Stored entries
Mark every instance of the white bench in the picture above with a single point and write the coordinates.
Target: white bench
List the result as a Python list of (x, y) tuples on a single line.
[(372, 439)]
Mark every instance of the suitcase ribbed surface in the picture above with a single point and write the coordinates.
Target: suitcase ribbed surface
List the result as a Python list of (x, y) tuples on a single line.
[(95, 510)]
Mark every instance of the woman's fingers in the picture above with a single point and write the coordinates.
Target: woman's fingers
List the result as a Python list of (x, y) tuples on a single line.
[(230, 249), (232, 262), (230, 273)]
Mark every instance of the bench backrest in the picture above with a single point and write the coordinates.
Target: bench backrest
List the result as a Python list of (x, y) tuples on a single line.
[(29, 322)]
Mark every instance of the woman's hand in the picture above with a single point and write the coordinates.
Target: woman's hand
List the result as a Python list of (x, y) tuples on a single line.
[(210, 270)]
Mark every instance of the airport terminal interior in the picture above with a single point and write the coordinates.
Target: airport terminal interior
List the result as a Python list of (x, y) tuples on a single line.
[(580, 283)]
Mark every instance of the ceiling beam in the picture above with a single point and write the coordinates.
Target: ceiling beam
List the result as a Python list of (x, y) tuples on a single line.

= EXERCISE OBJECTIVE =
Check each line of the records above for "suitcase", and copy those that have it.

= REPLY =
Mark every instance of the suitcase ribbed surface in the picture above with a single point and write the coordinates.
Target: suitcase ribbed surface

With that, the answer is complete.